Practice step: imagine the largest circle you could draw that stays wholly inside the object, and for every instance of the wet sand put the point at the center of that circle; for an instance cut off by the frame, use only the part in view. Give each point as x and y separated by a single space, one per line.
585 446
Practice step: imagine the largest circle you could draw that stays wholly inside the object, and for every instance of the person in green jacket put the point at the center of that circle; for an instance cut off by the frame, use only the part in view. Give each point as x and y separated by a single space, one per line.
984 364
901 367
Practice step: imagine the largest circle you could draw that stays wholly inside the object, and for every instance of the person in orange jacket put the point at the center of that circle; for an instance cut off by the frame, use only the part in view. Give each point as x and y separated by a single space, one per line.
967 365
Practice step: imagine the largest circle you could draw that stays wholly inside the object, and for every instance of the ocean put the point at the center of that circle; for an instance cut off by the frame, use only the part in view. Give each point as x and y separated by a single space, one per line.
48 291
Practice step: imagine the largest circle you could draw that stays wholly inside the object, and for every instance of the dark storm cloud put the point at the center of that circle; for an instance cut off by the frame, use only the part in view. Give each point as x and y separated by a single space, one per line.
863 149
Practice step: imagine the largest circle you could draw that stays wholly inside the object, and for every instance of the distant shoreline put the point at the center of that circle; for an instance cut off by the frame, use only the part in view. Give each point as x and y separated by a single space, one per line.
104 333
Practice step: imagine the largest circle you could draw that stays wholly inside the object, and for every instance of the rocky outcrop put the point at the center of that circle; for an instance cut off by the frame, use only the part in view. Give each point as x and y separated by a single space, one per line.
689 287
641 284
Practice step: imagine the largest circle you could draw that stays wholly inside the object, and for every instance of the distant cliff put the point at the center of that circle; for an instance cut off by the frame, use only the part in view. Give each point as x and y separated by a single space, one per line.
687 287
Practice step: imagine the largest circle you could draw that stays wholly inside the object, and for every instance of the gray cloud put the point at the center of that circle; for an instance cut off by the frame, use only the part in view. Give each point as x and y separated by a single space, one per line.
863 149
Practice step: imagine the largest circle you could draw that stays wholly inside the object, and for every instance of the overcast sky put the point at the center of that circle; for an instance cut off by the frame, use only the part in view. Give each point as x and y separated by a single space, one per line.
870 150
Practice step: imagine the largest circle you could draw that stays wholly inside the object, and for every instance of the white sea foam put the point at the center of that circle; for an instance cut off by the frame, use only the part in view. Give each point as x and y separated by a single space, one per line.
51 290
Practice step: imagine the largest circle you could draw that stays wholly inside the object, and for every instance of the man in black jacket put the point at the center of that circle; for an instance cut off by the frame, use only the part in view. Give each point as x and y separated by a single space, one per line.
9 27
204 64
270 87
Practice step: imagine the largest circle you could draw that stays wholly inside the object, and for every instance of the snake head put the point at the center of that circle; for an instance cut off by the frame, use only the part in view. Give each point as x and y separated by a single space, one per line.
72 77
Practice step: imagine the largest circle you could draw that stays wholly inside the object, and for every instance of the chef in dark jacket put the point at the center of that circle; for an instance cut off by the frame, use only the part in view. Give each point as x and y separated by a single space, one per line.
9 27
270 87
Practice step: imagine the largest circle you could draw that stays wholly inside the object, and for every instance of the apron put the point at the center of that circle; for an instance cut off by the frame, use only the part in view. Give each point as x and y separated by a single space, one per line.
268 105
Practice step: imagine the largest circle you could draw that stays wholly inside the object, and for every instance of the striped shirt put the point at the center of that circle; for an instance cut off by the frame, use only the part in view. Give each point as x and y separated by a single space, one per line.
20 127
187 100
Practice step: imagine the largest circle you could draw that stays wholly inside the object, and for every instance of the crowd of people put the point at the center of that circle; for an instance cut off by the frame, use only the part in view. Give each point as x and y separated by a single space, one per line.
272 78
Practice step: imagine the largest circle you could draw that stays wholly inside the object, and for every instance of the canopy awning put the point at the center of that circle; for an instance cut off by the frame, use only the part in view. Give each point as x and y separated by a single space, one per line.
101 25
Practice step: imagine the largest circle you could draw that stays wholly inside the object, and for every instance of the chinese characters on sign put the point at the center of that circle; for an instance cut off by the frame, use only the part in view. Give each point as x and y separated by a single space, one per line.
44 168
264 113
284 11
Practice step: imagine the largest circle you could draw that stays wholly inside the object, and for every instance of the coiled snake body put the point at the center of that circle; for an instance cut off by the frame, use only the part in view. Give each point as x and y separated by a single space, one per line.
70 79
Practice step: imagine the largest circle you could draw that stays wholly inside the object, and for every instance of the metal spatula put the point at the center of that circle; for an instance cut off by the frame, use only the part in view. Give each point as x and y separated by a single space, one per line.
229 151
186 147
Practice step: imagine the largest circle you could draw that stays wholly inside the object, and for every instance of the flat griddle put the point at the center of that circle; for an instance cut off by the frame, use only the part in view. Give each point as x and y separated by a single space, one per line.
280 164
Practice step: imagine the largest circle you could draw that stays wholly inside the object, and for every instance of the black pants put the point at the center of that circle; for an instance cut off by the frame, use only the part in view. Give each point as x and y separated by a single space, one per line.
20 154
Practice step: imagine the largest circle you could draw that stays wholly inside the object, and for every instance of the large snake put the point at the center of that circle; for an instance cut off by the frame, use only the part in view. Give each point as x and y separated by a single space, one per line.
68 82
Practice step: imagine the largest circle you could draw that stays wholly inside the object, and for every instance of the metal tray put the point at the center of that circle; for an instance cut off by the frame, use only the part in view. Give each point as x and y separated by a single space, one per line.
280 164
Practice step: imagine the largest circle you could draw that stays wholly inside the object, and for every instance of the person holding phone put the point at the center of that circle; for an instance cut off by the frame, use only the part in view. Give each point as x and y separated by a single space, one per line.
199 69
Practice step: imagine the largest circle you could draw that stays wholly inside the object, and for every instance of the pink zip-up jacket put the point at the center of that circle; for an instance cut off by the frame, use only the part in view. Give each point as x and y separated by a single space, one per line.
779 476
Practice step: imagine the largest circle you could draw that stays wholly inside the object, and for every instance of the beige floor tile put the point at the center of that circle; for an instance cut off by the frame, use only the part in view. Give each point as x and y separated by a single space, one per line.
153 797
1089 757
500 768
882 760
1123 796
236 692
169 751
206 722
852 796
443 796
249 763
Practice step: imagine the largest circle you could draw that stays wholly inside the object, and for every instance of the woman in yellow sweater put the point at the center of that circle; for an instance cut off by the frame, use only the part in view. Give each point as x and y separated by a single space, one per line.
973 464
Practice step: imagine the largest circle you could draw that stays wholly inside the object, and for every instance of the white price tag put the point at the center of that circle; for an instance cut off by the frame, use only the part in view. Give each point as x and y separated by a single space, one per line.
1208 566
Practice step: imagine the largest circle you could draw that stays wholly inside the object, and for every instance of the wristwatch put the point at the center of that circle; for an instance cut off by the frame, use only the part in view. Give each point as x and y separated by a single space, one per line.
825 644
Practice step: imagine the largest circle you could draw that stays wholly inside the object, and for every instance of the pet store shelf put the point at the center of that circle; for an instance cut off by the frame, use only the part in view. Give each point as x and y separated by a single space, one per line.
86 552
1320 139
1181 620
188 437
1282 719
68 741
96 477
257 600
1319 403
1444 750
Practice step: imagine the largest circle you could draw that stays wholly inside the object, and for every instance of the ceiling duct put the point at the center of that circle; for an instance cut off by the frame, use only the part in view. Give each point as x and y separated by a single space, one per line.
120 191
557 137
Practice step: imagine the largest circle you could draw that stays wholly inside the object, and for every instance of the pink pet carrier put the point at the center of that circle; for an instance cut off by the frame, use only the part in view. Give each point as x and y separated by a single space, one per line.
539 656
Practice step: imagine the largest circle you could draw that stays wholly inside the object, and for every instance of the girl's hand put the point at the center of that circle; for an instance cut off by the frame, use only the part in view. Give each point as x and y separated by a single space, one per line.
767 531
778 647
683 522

* WHAT TO WORK ON: Once more, write out all of the entries above exactly.

* PROBLEM SOLUTION:
Practice step: imagine the largest circle you could draw that stays wholly inside the object, and for every instance of the wet sand put the point at the center of that circle; for an instance cut off by the frame, use only the part in view. Give each point as x and y separated by a single space, one per line.
585 446
Practice step: imagine the largest circle you could draw that stays wholly inside the object, and for every instance of the person in green jacket put the point at the center of that circle; for an instance cut off by the frame, use only the part in view. Give each point as x and y separated by a single space, one per line.
984 364
901 367
Practice step: imagine the largest circle you could draw that stays wholly inside the object, and for every instance of the person in orange jacket put the point at the center of that circle; for an instance cut off by the frame, use only the part in view. Give each point as x and y separated by a single space, one per line.
967 365
Practice step: imagine the largest circle you could draw that stays wholly inside the object, and for every instance of the ocean put the point at the center of that circle; for an instance cut off by the frame, use only the part in view. Give each point as x and y separated by a single space, one per line.
48 291
Practice step: imagine the largest circle you could draw that stays wholly inside the object, and for every instance of the dark storm cloud put the point at the center of that circle; for an instance cut off by the frame, use only the part in view. Give each point as x and y separated by a single space, one per line.
863 149
Practice step: imagine the largest circle you could draw that stays wholly inside the object, and for every instance of the distant shoreline put the point at the center of that circle; for an instance cut off by the frame, use only the part in view. Give each point as x and y separated by a single space, one per line.
104 333
Practice step: imagine the largest circle you could draw that stays wholly inside the object, and for every instance of the rocky outcrop put the point at the center of that circle; for an instance cut off by the frame, use only the part in view. Give each point as x and y separated by a single space, one per line.
689 287
641 284
Practice step: imagine the largest circle you could draw that stays wholly inside the object, and for every instance of the distant cliff put the point at the center of that circle; for an instance cut off by the frame, use only the part in view. Give each point as x and y separated by a single space, one per line.
687 287
Practice step: imagine the largest circle you could draw that stays wholly inside the object, and for every instance of the gray cloud put the point at the center of that circle; for an instance cut off by the frame, use only the part in view. Give each point as x and y separated by a single space, one per line.
863 149
Practice step: imagine the largest circle you could draw that stays wholly inside the object, and for every instance of the overcast sky put the point at the center of that circle; for an instance cut off by the frame, use only the part in view. Give each point as x and y separated by a single space, one per line.
870 150
Practice step: imagine the largest circle you could draw that stays wholly inside the object, and for every instance of the white sea foam put the point at the center of that circle; for an instance cut off by the frame, use only the part in view. Give each point as x and y separated by a single space, one per line.
51 290
Practice step: imagine the largest circle you could draw that stays wholly inside the object, and for every instance of the man in black jacket put the point at the center of that circle; for an instance cut off by the frame, use only the part in view. Give each point as x and y separated by a single space, one per line.
9 27
204 64
270 87
Practice step: imagine the largest circle you could draw that stays wholly inside the object, and for every instance of the snake head put the point at the center of that circle; for an instance cut off by the frame, use only the part in view. Give each point as x and y separated by a single space, one per line.
72 77
Practice step: imagine the largest circle you could draw that stays wholly inside the object, and for every instance of the chef in dark jacket put the point at the center of that circle; for an instance cut off by the frame, use only the part in view. Give each point as x and y separated by a single space, one per line.
9 27
270 87
Practice step: imagine the largest circle you could draw that stays wholly inside the object, and for every instance of the apron put the point at the center of that circle; for an instance cut off by the frame, use only the part in view. Give each point as x and y separated by a single space, one per line.
268 105
Practice step: imagine the largest circle you could draw that stays wholly inside the object, and for every instance of the striped shirt put the point at the center of that circle; for an instance cut off by the frame, use only the part in view. Give each point as x and y separated by a single space, one per line.
20 127
187 100
Practice step: imagine the largest circle you could draw that stays wholly inside the object, and for every instance of the crowd of people put the point at the center of that circle; for an instance cut off by the frame, use only the part in view. Give each point as x and y separated by a single space, one per line.
272 78
Practice step: imagine the largest circle you could draw that stays wholly inside the object, and for every instance of the canopy awning put the point at the center of that circle; for an instance cut off by the frame, use only the part in view. Give each point as x and y separated by a single space, one per line.
101 25
Practice step: imagine the largest circle you could draw that stays wholly inside the object, and for every instance of the chinese characters on sign put the point at the center of that circle; for an instance cut off by the frame, use only the part in view. Give each point as x and y separated by a single space, one per line.
44 168
264 113
284 11
Practice step: imagine the largest circle you could draw that stays wholly inside the object, and for every instance of the coiled snake body put the point at the center of that circle; for an instance cut off by the frame, use only the part in view. Give each point as x and y separated by a single space, one per line.
70 79
Practice step: imagine the largest circle you could draw that stays wholly inside the object, and for every instance of the metal spatula put the point at the center of that circle; for an instance cut off by the frame, use only the part in view. Give each point as x and y separated by a single space, one per line.
229 151
186 147
Practice step: imagine the largest circle you could draw that stays wholly inside the object, and for every instance of the flat griddle put the point at the center of that circle; for an instance cut off by the frame, use only the part in view. Give each point as x and y separated by a single space, one per line.
280 164
Practice step: imagine the largest circle you could draw that stays wholly inside the object, and for every instance of the black pants put the point at the center of that circle; for an instance cut off by the frame, use only the part in view. Give each point as x and y separated by a single space, one per line.
20 154
Practice step: imagine the largest circle you could draw that stays wholly inside the object, and for every instance of the large snake put the point at the center of that circle; for an instance cut off by the frame, use only the part in view. Give each point as x and y separated by a single space, one per line.
68 82
Practice step: imagine the largest circle you could draw that stays wholly inside the object, and for every instance of the metal tray put the point at the center of that circle; for an instance cut off by the frame, use only the part in view. Give each point as x and y separated by a single space, one per line.
280 164
Practice step: imagine the largest circle you could draw that stays wholly inside the object, and for every instance of the person holding phone put the point at the center of that circle; for an instance cut off by the frame, use only the part in view. Give each point as x and y separated by a single space, one per line.
199 69
Practice step: imagine the largest circle you could draw that stays wholly inside the object, and for every instance of the pink zip-up jacket put the point at the center of that circle; for an instance cut off by the frame, use only the part in view. Give each point as x and y separated by a single space, one per line.
779 476
Practice step: imagine the largest circle you could draw that stays wholly inside the object, and for every instance of the beige floor tile put the point at the center of that circle; for an instance cut off by the frame, use only the part in view. Give each point as x and y separated by a single space, one per line.
153 797
1089 757
500 768
882 760
1123 796
236 692
169 751
206 722
852 796
443 796
249 763
Practice step: imagine the largest circle you could draw that stays wholly inside the object, and for every instance of the woman in yellow sweater put the point at the center of that circle; for an instance cut off by the frame, use only the part in view. Give each point as x and y separated by a single space, one per line.
973 464
Practice step: imagine the largest circle you could draw that stays wholly inside the object, and for every instance of the white price tag put the point at the center of that circle; for an instance cut off by the frame, use only the part in view. Give each point as x and y separated by a single space, one per line.
1208 566
Practice step: imagine the largest circle you could draw that stays wholly inside the object, and for every instance of the wristwatch put the point at the center of that circle; for an instance cut off by the frame, use only the part in view. Give each point as x and y separated by a single space, one per line.
825 644
Practice step: imagine the largest circle you could draw that stays wholly inside the object, and for every instance of the pet store shelf put the point at the center of that circle; for an instance cut off by the frame, use only the part in view. Give each point as x and y separated by a single space, one per line.
86 552
1320 139
1181 620
188 437
1282 719
68 741
96 477
257 600
1319 403
1444 750
Practice step: imagine the largest circle you could draw that stays wholly inside the object, and for every instance of the ceiling duct put the point at the center of that circle; for an instance cut off by the frame, use only the part in view. Give each point as x and y separated by a single space, one per line.
120 191
557 137
Practice step: imagine the largest circle you could draw that stays wholly inside the object, and for every instance of the pink pet carrier put the point at the center of that circle; for an instance cut off by the frame, use only the part in view. Give each point as x and y separated by a single space, one per line.
539 656
Practice step: imagine the largest circle you could draw that stays wholly inside the object, and for every instance of the girl's hand put the point at the center of that circle; for an instance cut off by the frame, use only the part in view. Give each point as x and y separated by a single space, one per line.
767 531
778 647
683 522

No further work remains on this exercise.